### Objective
Rewrite the records below, from the start through the line containing "x=855 y=523", inclusive, as a two-column CSV with the headers text and answer. Give one row per record, putting its text and its answer each in a single quoted field with line breaks replaced by spaces.

* Start *

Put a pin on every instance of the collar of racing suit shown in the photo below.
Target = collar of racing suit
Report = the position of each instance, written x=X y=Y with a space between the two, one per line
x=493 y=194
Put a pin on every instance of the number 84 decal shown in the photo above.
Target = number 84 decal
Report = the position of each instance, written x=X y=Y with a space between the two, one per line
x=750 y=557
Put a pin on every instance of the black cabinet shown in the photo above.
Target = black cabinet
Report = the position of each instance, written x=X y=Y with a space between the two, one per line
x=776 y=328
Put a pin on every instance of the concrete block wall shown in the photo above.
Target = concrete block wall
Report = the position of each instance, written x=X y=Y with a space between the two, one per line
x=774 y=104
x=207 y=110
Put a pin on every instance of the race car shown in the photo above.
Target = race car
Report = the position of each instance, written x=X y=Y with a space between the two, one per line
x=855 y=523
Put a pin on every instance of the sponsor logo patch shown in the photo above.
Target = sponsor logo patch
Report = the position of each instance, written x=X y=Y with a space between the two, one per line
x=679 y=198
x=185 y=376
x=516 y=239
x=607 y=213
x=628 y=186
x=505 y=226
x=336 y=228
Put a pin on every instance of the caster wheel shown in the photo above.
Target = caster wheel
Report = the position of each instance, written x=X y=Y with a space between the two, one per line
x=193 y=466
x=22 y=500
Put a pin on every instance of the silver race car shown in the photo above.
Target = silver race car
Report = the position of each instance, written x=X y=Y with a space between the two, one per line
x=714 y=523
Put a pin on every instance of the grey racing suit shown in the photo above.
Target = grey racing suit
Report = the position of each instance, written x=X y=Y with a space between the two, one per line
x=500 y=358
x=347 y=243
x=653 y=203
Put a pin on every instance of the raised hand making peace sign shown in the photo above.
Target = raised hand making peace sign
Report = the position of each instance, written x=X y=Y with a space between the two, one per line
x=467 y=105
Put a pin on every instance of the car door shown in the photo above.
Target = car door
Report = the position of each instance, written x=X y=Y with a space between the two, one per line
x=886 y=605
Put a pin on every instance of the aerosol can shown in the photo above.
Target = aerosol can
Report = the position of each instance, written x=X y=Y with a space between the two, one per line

* End *

### The solution
text,answer
"Put a pin on every instance of the collar of racing suit shown in the photo below. Target = collar of racing suit Report = the position of each instance, written x=X y=Y with a space between the two, one per line","x=493 y=194"
"Put a pin on every instance of the number 84 decal shown in the photo above. Target = number 84 decal Report = the position of each instance, written x=X y=Y with a space between the two, one per line","x=750 y=557"
"Put a pin on every instance of the black cabinet shown in the photo above. Target = black cabinet Report = the position of each instance, written x=X y=Y with a space between the two, one per line","x=776 y=328"
"Put a pin on every instance of the concrete block wall shown in the photo above. Target = concrete block wall Report = the position of each instance, written x=X y=Y with a space between the two, one per line","x=774 y=104 x=207 y=110"
"Put a pin on every instance of the race car shown in the photo above. Target = race car Report = the position of each instance, written x=X y=Y with a space between the two, one per line","x=855 y=523"